Dataset records
++++++++++++++++++++

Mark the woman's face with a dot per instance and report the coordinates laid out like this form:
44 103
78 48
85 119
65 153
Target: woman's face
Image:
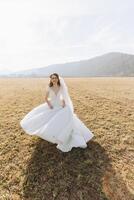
54 79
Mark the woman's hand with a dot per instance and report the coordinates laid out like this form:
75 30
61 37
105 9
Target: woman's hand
50 106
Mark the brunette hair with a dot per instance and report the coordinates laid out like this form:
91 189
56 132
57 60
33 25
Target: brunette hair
55 74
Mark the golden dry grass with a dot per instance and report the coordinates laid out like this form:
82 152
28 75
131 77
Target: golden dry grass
32 168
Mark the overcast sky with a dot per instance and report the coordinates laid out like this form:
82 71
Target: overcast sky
36 33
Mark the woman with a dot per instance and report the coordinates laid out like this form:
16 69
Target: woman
55 120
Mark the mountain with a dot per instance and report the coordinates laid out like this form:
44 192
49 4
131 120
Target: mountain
110 64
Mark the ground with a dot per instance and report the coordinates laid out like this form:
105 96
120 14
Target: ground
34 169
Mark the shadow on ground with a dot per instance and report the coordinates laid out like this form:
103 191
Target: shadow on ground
52 174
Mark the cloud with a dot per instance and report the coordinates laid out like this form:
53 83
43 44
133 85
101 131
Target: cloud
38 33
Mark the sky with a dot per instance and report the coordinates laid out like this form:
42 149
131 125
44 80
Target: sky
37 33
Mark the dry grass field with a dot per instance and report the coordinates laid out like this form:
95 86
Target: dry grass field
34 169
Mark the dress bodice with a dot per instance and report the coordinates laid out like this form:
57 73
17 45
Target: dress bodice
55 99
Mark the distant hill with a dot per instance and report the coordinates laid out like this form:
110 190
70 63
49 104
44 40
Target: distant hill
110 64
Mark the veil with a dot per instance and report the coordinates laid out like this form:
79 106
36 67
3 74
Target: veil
66 95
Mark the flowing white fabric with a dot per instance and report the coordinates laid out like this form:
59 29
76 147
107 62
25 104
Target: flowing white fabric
59 125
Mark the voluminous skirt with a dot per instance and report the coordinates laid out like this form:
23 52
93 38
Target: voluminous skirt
58 125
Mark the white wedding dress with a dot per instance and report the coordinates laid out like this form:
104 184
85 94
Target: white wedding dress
58 125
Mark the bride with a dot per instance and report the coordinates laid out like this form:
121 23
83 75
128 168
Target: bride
55 120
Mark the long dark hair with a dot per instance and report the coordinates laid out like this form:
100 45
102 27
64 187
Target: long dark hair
55 74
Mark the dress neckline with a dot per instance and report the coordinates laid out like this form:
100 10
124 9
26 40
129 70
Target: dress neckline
54 92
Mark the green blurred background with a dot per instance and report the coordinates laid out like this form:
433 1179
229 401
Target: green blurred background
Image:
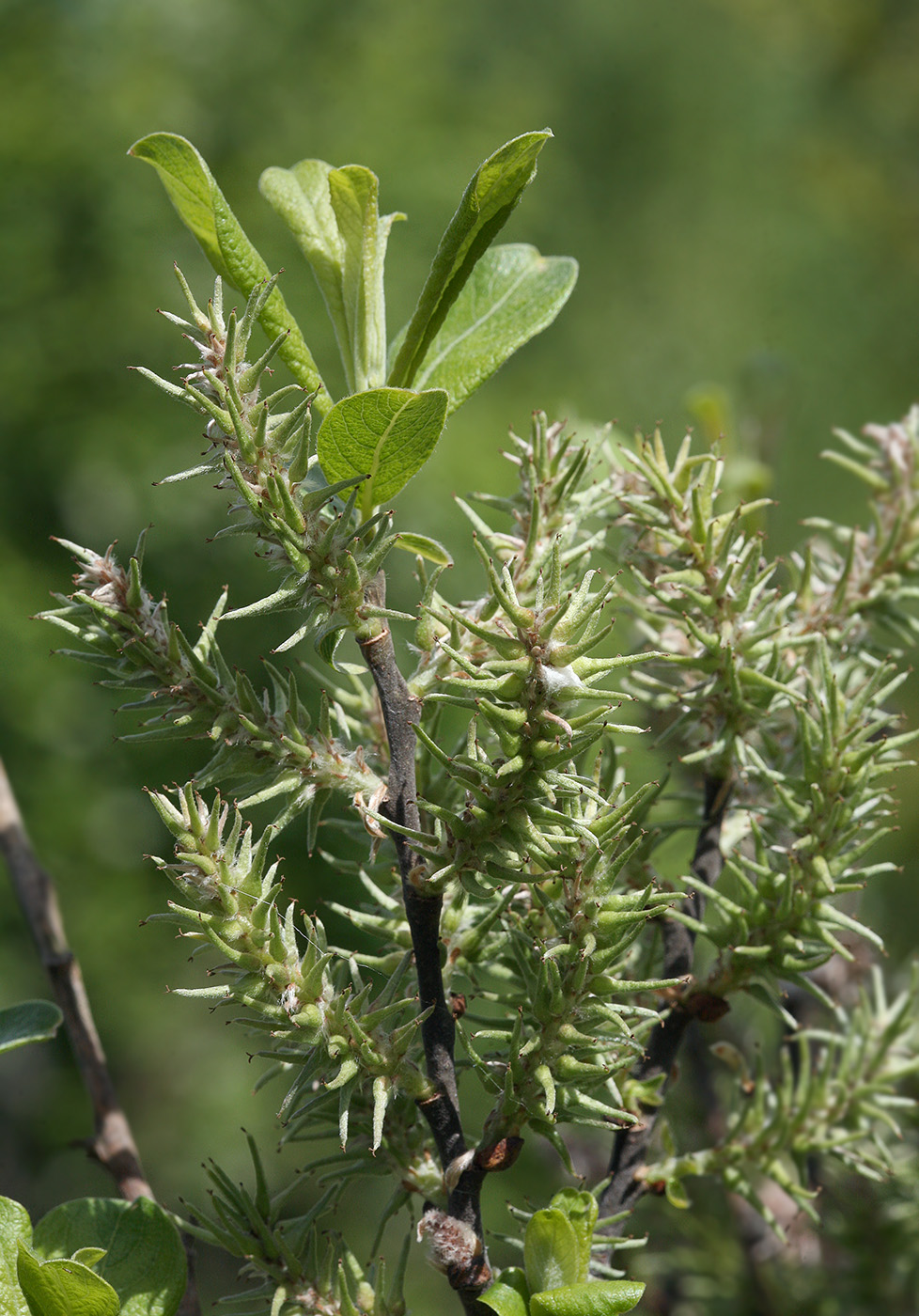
740 180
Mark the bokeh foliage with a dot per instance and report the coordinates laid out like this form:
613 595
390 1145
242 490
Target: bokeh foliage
738 180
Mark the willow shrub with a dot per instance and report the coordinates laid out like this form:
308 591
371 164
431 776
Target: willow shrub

++++++++++++++++++++

→ **What to work on**
Copy the records from the line with "Mark the dress neckline" through the end of the records, including both ends and keeping the requests, but multiply every answer coordinate by 2.3 and round it to a whole number, with halves rounded up. Leave the pictures out of your copy.

→ **Complete response**
Mark the dress neckline with a dot per instance and report the coordinates laid out like this form:
100 10
124 9
26 40
129 70
Target: dress neckline
124 212
Mark the green blurred background with a dot per instance and report the coordinates laid out like this form:
433 1179
229 401
Target: green blurred background
Image:
1702 414
Mark the bokeh foliage with a dot per instance and report the coordinates laid out like this form:
613 595
390 1145
242 490
Target: bokeh foliage
1697 414
Mark the willow shrub with a dot per instance and report the coordinates laid out like this form:
308 591
371 164
431 776
Target: willow shrub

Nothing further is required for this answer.